• _Passage given_
Congress ending privacy with CISPA? Fight back with TMI - sethbannon
http://congresstmi.org/
======
capnrefsmmat
I wish people would stop legitimizing the idea that privacy is about hiding
embarrassing things. Privacy is more important than the fear of your neighbors
finding your copy of Maxim, but this strategy of sending Congress embarrassing
details neglects that. It's vulnerable to the "but I have nothing to hide!"
objection.

To quote something I have written elsewhere on the Internet:

Giving the government the power to read your email, tap your phone, and record
your porn usage isn't bad simply because it's embarrassing. After all, the
data will likely only be seen by a computer. But it gives the government
enormous power to make decisions about you -- decisions about whether you may
take a commercial airline flight, get a security clearance, or even get a job
-- without your knowledge or consent, and without you knowing how they make
the decisions.

• _Written request_
List the decisions about a person that the forum thread says the government could make. Rely only on the forum thread for the answer.

• _Data section_
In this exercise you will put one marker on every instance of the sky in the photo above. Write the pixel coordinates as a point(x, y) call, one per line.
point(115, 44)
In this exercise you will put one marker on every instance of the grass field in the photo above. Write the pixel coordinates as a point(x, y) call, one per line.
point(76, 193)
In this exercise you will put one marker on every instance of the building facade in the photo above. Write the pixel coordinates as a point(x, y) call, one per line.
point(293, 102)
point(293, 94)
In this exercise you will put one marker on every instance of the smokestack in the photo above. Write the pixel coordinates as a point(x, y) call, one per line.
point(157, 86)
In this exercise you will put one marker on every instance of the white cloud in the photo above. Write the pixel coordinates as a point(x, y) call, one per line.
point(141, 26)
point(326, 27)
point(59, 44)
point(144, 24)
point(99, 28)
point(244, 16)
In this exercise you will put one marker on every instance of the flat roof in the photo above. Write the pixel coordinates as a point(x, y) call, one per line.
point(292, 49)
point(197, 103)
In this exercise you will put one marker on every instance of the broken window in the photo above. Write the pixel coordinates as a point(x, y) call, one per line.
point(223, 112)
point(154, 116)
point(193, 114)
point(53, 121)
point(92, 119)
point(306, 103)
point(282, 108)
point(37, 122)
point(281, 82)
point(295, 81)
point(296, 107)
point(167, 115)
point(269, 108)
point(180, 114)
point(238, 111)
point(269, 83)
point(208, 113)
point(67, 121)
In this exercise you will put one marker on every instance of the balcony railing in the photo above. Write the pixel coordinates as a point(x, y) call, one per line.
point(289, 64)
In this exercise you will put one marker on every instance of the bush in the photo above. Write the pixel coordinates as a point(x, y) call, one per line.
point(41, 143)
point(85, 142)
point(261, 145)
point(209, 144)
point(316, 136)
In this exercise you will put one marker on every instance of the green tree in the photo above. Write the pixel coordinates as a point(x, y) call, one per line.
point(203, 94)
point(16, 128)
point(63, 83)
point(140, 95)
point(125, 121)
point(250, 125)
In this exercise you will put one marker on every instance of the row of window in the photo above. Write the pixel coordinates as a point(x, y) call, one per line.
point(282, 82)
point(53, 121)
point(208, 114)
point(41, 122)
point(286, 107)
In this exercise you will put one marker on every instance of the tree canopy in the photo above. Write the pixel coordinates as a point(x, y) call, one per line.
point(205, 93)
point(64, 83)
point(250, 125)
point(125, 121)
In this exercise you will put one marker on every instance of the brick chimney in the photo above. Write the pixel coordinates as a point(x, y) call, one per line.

==

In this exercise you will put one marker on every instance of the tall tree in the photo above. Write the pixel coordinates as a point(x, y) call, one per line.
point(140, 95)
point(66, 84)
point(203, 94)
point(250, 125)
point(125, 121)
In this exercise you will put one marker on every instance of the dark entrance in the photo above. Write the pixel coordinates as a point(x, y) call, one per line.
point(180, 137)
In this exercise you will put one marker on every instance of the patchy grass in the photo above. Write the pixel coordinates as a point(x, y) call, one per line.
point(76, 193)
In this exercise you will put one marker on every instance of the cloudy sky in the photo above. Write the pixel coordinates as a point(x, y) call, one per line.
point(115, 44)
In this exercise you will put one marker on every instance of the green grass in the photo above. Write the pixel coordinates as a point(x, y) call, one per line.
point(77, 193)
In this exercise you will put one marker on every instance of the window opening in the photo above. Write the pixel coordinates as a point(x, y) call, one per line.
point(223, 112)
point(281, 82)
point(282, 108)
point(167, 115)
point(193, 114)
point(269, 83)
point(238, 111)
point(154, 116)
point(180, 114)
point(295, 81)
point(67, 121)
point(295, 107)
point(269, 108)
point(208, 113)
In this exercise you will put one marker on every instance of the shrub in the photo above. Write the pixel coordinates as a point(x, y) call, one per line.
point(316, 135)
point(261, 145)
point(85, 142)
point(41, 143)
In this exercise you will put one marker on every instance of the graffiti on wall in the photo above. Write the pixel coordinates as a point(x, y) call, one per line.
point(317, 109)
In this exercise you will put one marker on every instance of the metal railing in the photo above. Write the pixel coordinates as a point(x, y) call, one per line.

• _Exercise output_
- Whether you may take a commercial airline flight
- Whether you may get a security clearance
- Whether you may get a job